**Requirement:**
Rescale everything from the start of the items through the line containing "L 179 262 L", copying each line again with the requests included. Multiply every polygon vertex coordinate in the answers by 0.55 and round to whole numbers, halves up, but leave the numbers in the requests and their sample layout unchanged and omit the pictures.

▼

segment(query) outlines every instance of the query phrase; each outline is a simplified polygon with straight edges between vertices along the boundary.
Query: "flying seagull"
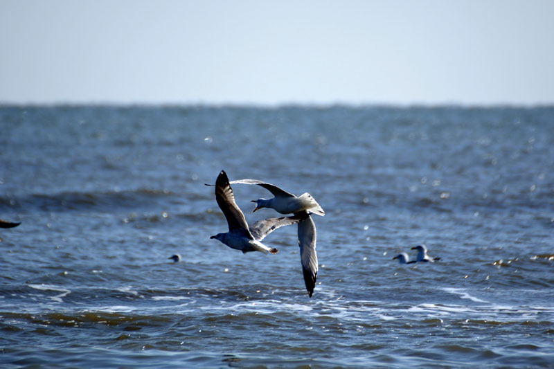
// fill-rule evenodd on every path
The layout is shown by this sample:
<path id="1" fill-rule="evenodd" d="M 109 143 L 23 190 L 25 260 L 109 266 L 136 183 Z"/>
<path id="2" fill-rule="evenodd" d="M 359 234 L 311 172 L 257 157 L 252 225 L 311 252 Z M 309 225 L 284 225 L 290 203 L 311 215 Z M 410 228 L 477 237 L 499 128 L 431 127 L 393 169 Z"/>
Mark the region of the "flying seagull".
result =
<path id="1" fill-rule="evenodd" d="M 181 255 L 179 255 L 178 253 L 176 253 L 175 255 L 172 255 L 171 256 L 168 258 L 168 259 L 172 259 L 173 260 L 173 262 L 179 262 L 181 261 Z"/>
<path id="2" fill-rule="evenodd" d="M 275 185 L 258 179 L 238 179 L 231 183 L 257 184 L 268 190 L 275 196 L 269 199 L 253 200 L 252 202 L 256 202 L 257 204 L 254 211 L 260 208 L 271 208 L 281 214 L 292 213 L 295 217 L 301 219 L 298 225 L 300 261 L 302 263 L 304 284 L 306 285 L 308 295 L 312 297 L 317 279 L 318 268 L 316 225 L 311 215 L 314 213 L 323 216 L 325 215 L 323 209 L 307 192 L 296 197 Z"/>
<path id="3" fill-rule="evenodd" d="M 400 264 L 413 264 L 414 262 L 416 262 L 416 260 L 409 261 L 410 257 L 408 256 L 408 254 L 406 253 L 399 253 L 398 255 L 393 258 L 393 260 L 395 259 L 398 259 L 398 262 L 400 262 Z"/>
<path id="4" fill-rule="evenodd" d="M 215 238 L 243 253 L 250 251 L 277 253 L 276 249 L 267 247 L 260 241 L 278 228 L 294 224 L 301 219 L 299 217 L 269 218 L 259 220 L 249 228 L 244 215 L 235 202 L 233 189 L 227 174 L 223 170 L 215 181 L 215 200 L 227 219 L 229 231 L 217 233 L 210 238 Z"/>
<path id="5" fill-rule="evenodd" d="M 417 262 L 433 262 L 440 260 L 440 258 L 431 258 L 429 257 L 427 255 L 427 247 L 425 246 L 425 244 L 414 246 L 411 249 L 418 250 L 418 258 L 416 259 Z"/>
<path id="6" fill-rule="evenodd" d="M 258 179 L 237 179 L 231 182 L 231 184 L 235 183 L 256 184 L 263 187 L 273 194 L 274 197 L 271 199 L 252 200 L 252 202 L 256 203 L 254 211 L 262 208 L 271 208 L 281 214 L 294 214 L 307 210 L 322 217 L 325 215 L 325 211 L 321 206 L 307 192 L 296 197 L 275 185 Z"/>
<path id="7" fill-rule="evenodd" d="M 317 279 L 317 253 L 316 253 L 316 225 L 307 211 L 294 214 L 303 219 L 298 223 L 298 246 L 302 273 L 310 297 L 314 293 Z"/>

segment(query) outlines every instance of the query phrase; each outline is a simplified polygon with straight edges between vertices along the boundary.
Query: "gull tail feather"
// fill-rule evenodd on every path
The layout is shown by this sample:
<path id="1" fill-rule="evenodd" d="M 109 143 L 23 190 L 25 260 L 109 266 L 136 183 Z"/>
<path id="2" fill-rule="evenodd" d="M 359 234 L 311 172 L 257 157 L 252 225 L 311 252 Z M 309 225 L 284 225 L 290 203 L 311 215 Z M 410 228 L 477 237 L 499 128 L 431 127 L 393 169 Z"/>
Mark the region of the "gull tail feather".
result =
<path id="1" fill-rule="evenodd" d="M 298 197 L 298 199 L 301 199 L 310 202 L 312 207 L 306 210 L 310 210 L 311 213 L 313 213 L 317 215 L 321 215 L 321 217 L 325 215 L 325 211 L 323 211 L 323 209 L 319 206 L 319 204 L 317 204 L 317 201 L 315 201 L 312 195 L 309 193 L 303 193 Z"/>

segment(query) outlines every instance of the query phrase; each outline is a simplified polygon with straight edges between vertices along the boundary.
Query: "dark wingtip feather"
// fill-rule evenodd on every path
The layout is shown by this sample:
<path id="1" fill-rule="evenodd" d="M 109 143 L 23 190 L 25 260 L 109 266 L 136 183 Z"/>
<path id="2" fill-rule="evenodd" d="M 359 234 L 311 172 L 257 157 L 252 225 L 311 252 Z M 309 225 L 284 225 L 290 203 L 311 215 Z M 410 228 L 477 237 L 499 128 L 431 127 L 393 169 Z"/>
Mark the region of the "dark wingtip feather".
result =
<path id="1" fill-rule="evenodd" d="M 6 222 L 0 219 L 0 228 L 13 228 L 17 227 L 19 224 L 21 224 L 21 223 L 13 223 L 12 222 Z"/>
<path id="2" fill-rule="evenodd" d="M 304 283 L 306 285 L 306 290 L 310 297 L 314 294 L 314 288 L 316 287 L 316 280 L 317 279 L 317 272 L 312 274 L 307 269 L 302 267 L 302 273 L 304 274 Z"/>

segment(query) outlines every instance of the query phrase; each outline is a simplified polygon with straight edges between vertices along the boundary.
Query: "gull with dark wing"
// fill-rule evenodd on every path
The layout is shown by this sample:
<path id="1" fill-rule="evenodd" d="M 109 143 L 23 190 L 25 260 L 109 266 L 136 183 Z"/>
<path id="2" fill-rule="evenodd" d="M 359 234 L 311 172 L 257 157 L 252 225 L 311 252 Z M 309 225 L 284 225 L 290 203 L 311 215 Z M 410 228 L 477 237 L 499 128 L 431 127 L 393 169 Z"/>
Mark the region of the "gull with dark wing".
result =
<path id="1" fill-rule="evenodd" d="M 277 253 L 276 249 L 267 247 L 260 241 L 278 228 L 298 223 L 300 220 L 298 217 L 269 218 L 259 220 L 249 228 L 244 215 L 235 202 L 233 189 L 223 170 L 215 181 L 215 200 L 227 219 L 229 231 L 217 233 L 210 238 L 215 238 L 243 253 L 250 251 Z"/>
<path id="2" fill-rule="evenodd" d="M 418 258 L 416 259 L 417 262 L 433 262 L 440 260 L 440 258 L 429 258 L 427 255 L 427 246 L 425 246 L 425 244 L 414 246 L 411 249 L 418 250 Z"/>
<path id="3" fill-rule="evenodd" d="M 181 261 L 181 255 L 179 255 L 178 253 L 176 253 L 175 255 L 172 255 L 171 256 L 168 258 L 168 259 L 172 260 L 173 262 L 179 262 Z"/>
<path id="4" fill-rule="evenodd" d="M 316 253 L 316 225 L 307 211 L 297 213 L 295 216 L 303 219 L 298 223 L 298 246 L 302 273 L 310 297 L 314 293 L 317 279 L 317 253 Z"/>
<path id="5" fill-rule="evenodd" d="M 400 264 L 413 264 L 414 262 L 416 262 L 416 260 L 409 261 L 410 257 L 408 256 L 408 254 L 406 253 L 399 253 L 398 255 L 393 258 L 393 260 L 395 259 L 398 259 L 398 262 L 400 262 Z"/>
<path id="6" fill-rule="evenodd" d="M 231 182 L 231 184 L 235 183 L 256 184 L 263 187 L 273 194 L 274 197 L 271 199 L 252 200 L 252 202 L 256 203 L 254 211 L 262 208 L 271 208 L 281 214 L 294 214 L 307 210 L 322 217 L 325 215 L 325 211 L 321 206 L 307 192 L 297 197 L 275 185 L 258 179 L 237 179 Z"/>
<path id="7" fill-rule="evenodd" d="M 302 272 L 304 283 L 310 297 L 314 294 L 314 288 L 317 279 L 317 253 L 316 252 L 316 225 L 311 215 L 325 215 L 321 206 L 317 204 L 312 195 L 307 192 L 296 197 L 292 193 L 271 183 L 258 179 L 238 179 L 231 183 L 256 184 L 268 190 L 274 197 L 269 199 L 259 199 L 252 200 L 257 206 L 254 211 L 260 208 L 271 208 L 281 214 L 292 213 L 301 220 L 298 223 L 298 246 L 300 246 L 300 261 L 302 263 Z"/>

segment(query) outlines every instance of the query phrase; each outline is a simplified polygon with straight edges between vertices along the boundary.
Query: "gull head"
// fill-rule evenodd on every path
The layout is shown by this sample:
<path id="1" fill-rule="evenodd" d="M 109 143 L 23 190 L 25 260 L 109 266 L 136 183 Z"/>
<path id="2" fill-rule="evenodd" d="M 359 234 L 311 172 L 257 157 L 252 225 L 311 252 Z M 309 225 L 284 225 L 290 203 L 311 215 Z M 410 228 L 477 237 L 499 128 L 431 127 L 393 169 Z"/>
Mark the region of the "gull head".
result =
<path id="1" fill-rule="evenodd" d="M 256 213 L 256 210 L 258 209 L 261 209 L 262 208 L 265 208 L 266 205 L 267 204 L 268 200 L 265 199 L 258 199 L 257 200 L 252 200 L 250 202 L 255 202 L 256 203 L 256 208 L 252 210 L 252 213 Z"/>
<path id="2" fill-rule="evenodd" d="M 217 233 L 215 236 L 211 236 L 210 238 L 211 239 L 211 238 L 215 238 L 215 240 L 217 240 L 218 241 L 221 241 L 222 242 L 223 242 L 224 244 L 225 242 L 224 242 L 224 240 L 225 240 L 225 234 L 226 233 Z"/>
<path id="3" fill-rule="evenodd" d="M 181 261 L 181 255 L 179 255 L 178 253 L 176 253 L 175 255 L 172 255 L 171 256 L 168 258 L 168 259 L 172 259 L 173 260 L 173 262 L 179 262 Z"/>
<path id="4" fill-rule="evenodd" d="M 406 264 L 408 262 L 409 258 L 409 257 L 408 256 L 407 253 L 400 253 L 394 258 L 393 258 L 393 260 L 394 260 L 395 259 L 398 259 L 398 262 L 400 262 L 400 264 Z"/>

▲

**Output for this exercise:**
segment(query) outlines every instance of the query phrase; each outline is a simplified polygon with straight edges between vertices along the boundary.
Query: "flying seagull"
// fill-rule evenodd on every path
The layout is shown by this sample:
<path id="1" fill-rule="evenodd" d="M 109 143 L 23 190 L 25 260 L 109 266 L 136 183 Z"/>
<path id="2" fill-rule="evenodd" d="M 359 234 L 311 172 L 257 157 L 252 225 L 311 252 Z M 309 225 L 284 225 L 290 203 L 311 215 Z M 410 228 L 477 237 L 499 128 L 431 127 L 393 169 Z"/>
Mark the region of the "flying seagull".
result =
<path id="1" fill-rule="evenodd" d="M 100 140 L 98 140 L 98 139 L 97 139 L 96 140 L 95 140 L 94 141 L 92 142 L 92 142 L 95 142 L 95 143 L 95 144 L 98 144 L 100 144 Z"/>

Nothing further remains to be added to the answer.